Write out all entries word for word.

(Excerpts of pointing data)
=======
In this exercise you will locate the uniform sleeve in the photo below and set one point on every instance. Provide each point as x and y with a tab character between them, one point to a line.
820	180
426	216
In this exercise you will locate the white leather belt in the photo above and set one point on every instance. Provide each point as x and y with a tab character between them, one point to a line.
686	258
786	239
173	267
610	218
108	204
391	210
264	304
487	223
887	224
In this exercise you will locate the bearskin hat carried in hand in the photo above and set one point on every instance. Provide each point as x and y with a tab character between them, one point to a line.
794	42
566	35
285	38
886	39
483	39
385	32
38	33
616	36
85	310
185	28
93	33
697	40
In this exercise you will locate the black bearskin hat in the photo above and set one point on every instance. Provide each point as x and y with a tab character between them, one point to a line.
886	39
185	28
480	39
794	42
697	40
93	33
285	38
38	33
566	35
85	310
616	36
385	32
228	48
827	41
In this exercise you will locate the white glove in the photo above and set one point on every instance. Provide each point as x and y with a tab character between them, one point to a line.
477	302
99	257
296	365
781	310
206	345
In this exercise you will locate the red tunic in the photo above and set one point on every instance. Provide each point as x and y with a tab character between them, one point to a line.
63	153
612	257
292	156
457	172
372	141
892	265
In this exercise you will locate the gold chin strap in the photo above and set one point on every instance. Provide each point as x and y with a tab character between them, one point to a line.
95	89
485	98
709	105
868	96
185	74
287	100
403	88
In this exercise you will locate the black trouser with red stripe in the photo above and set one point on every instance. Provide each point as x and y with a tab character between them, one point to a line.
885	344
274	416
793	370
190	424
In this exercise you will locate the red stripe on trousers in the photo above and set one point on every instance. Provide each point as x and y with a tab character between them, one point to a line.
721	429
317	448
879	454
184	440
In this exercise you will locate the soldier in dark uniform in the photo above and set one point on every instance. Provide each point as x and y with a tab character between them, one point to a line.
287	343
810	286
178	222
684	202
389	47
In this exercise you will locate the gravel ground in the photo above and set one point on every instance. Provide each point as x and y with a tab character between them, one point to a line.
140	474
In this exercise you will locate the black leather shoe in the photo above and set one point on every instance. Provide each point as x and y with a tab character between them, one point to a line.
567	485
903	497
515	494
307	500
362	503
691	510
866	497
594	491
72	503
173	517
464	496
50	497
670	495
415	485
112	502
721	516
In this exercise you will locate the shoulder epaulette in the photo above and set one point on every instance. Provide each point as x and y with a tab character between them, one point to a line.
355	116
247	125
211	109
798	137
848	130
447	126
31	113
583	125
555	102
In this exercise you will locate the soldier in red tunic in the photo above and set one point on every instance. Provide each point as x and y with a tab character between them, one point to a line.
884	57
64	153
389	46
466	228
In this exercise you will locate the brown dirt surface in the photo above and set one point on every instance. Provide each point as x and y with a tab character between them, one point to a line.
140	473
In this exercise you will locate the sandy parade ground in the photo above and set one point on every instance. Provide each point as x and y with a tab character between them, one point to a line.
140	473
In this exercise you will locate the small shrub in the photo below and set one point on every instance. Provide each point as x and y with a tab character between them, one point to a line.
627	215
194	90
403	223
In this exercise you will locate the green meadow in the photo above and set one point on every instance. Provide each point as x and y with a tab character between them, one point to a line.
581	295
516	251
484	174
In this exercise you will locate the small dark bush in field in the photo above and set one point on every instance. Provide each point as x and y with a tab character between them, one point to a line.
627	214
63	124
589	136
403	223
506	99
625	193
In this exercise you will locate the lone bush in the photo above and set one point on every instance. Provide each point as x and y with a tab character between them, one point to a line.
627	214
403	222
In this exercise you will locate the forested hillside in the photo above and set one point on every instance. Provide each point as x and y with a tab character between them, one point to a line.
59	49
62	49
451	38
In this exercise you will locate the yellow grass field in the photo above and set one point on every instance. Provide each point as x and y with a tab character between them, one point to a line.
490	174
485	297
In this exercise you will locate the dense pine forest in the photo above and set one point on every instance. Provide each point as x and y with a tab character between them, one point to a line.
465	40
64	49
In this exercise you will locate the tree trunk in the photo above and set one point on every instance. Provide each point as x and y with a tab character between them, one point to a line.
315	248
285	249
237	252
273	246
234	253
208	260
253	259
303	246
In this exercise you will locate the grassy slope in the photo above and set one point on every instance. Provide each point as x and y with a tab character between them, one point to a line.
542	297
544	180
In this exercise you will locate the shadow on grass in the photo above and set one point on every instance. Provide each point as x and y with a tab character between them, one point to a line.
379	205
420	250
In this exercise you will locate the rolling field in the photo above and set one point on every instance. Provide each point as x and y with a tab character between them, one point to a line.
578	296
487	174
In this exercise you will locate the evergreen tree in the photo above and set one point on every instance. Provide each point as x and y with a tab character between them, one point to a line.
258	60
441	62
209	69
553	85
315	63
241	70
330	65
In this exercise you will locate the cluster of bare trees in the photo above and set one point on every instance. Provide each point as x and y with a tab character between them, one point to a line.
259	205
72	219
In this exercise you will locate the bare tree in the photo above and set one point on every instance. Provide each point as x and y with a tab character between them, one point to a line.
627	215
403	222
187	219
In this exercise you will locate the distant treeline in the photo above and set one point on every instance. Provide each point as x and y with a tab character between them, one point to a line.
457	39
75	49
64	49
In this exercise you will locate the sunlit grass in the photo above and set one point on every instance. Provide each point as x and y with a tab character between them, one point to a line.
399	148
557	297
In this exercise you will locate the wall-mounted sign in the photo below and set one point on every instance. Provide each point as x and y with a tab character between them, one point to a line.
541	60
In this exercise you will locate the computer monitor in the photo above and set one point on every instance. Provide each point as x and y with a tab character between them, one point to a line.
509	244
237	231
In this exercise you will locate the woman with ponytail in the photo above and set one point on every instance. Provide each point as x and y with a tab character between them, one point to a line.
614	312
=======
RESPONSE TO THIS TASK:
In this exercise you will locate the uniform sleeve in the photo below and set one point on every instance. Provide each point as x and y with a tab character between them, one point to a line.
820	180
426	216
In this exercise you will locate the white leather belt in the photo above and set one point on every instance. Provide each point as x and y with a tab character between them, one point to a line.
686	258
786	239
173	267
610	218
108	204
391	210
264	304
487	223
887	224
In this exercise you will locate the bearskin hat carried in hand in the photo above and set one point on every instance. Provide each point as x and y with a tab character between them, one point to a line.
794	42
566	35
285	38
886	39
483	39
385	32
38	33
616	36
85	310
185	28
93	33
697	40
In this exercise you will locate the black bearskin hat in the photo above and set one point on every instance. Provide each point as x and y with a tab character between them, one point to a line.
886	39
185	28
480	39
794	42
697	40
93	33
285	38
38	33
566	35
85	310
616	36
385	32
228	48
827	41
In this exercise you will locate the white glove in the photo above and set one point on every instance. Provide each point as x and y with a tab character between them, one point to a line.
477	302
99	257
296	365
781	310
206	345
In this exercise you will locate the red tunic in the photo above and set one point on every instance. Provide each point as x and y with a tab character between them, one point to a line.
63	153
612	257
292	156
457	172
372	141
892	265
In this exercise you will locate the gold chin strap in the photo above and set one point on every instance. Provide each point as x and y with a tab character between them, one point to a line.
95	89
485	98
709	105
868	96
185	74
287	100
403	88
In this exercise you will locate the black trouser with red stripe in the photo above and set one point on every instance. Provide each point as x and y with a tab character between them, one point to a line.
885	344
274	416
793	370
190	424
In this exercise you will locate the red stripe on trousers in the photo above and set one point on every instance. Provide each point as x and y with a tab character between them, one point to a line.
721	429
317	448
879	454
184	440
In this exercise you will locate the soldier in dark uniform in the photo above and set one point on every instance. Provide each point as x and y with a tab character between them, one point to a line.
287	343
810	286
178	222
684	202
389	47
In this exercise you will locate the gravel ground in the photo above and set one point on every instance. Provide each point as x and y with a tab character between them, one point to a line.
140	474
In this exercise you will locate the black leather shoe in the photo above and set one point on every instance. Provide each point as x and y with a tab character between them, one point to a line.
567	485
903	497
515	494
307	500
362	503
691	510
866	497
594	491
72	503
173	517
464	496
50	497
670	495
415	485
112	502
721	516
In this exercise you will locate the shoulder epaulette in the photo above and set one point on every instance. Provide each point as x and y with a tab character between them, one point to a line.
355	116
247	125
211	109
798	137
848	130
447	126
31	113
583	125
555	102
In this exercise you will locate the soldier in red tunic in the photo above and set one point on every instance. Provide each point as x and y with a tab character between them, one point to a line.
884	57
64	153
389	46
466	228
In this exercise you will locate the brown dirt surface in the photo above and set one point on every instance. Provide each point as x and y with a tab character between them, one point to a line.
140	473
In this exercise you will locate the sandy parade ground in the photo above and set one point on every instance. Provide each point as x and y with a tab character between them, one point to a line.
140	473
In this exercise you will locate the small shrub in the photo below and set one point on every instance. Provide each point as x and y with a tab character between them, one point to a line.
627	215
194	90
403	223
In this exercise you will locate the green meadow in the photo above and set one point on every instance. Provide each point as x and y with a tab character between them, one point to a line.
581	295
516	251
484	174
In this exercise you will locate the small dark bush in field in the photo above and set one point on every instance. Provide each point as x and y with a tab character between them, one point to a line.
627	214
63	124
589	136
403	223
506	99
625	193
In this exercise you will locate the lone bush in the photo above and set one point on every instance. Provide each point as x and y with a tab character between them, one point to a line.
627	214
403	222
In this exercise you will locate the forested hillside in the photo above and set one point on every instance. Provide each point as x and y with a tab character between them, one point to a line.
59	49
62	49
451	38
In this exercise you will locate the yellow grass field in the photo above and set one point on every instance. Provide each point as x and y with a tab character between them, one point to a line.
490	174
485	297
In this exercise you will locate the dense pine forest in the photo above and set one point on every instance. Provide each point as x and y with a tab character between them, one point to a line.
465	40
64	49
In this exercise you will locate the tree trunk in the photo above and set one point on every instance. Provide each point as x and y with a tab character between them, one point to a line.
315	248
285	249
237	252
273	246
234	253
208	260
253	259
303	246
In this exercise you will locate the grassy slope in the photo above and set one point on every instance. Provide each point as x and y with a tab character between them, one point to a line.
542	297
544	180
In this exercise you will locate the shadow on grass in the photo above and set one point on every instance. Provide each point as x and y with a tab character between them, one point to a line.
379	205
420	250
In this exercise you will locate the rolling field in the photo above and set one point on every instance. Provide each point as x and y with a tab character between them, one point to a line.
578	296
487	174
In this exercise you will locate the evergreen tree in the photo above and set one point on every instance. Provide each point as x and y with a tab character between them, one point to a line.
258	60
441	62
209	69
553	85
315	63
241	70
330	65
In this exercise you will locate the cluster of bare trees in the photo above and set one point on every instance. Provide each point as x and y with a tab character between them, one point to a line.
259	205
72	219
In this exercise you will locate the bare tree in the photo above and set one point on every instance. Provide each point as x and y with a tab character between them, one point to a line.
627	215
403	222
187	219
In this exercise you will locate the distant treeline in the photo above and set one point on every instance. Provide each point as x and y with a tab character between them, one point to a line.
457	39
75	49
64	49
In this exercise you will locate the sunlit grass in the photo above and set one point on every instance. Provide each point as x and y with a tab character between them, one point to a line.
399	148
557	297
In this exercise you will locate the wall-mounted sign in the photo below and set one point on every instance. Provide each point as x and y with a tab character between them, one point to a line.
541	60
In this exercise you will locate the computer monitor in the photo above and set one point on every instance. Provide each point as x and y with a tab character between them, one point to a line.
509	244
237	231
In this exercise you will locate the woman with ponytail in the photo above and set one point on every instance. Provide each point as x and y with a tab character between them, one point to a line.
614	312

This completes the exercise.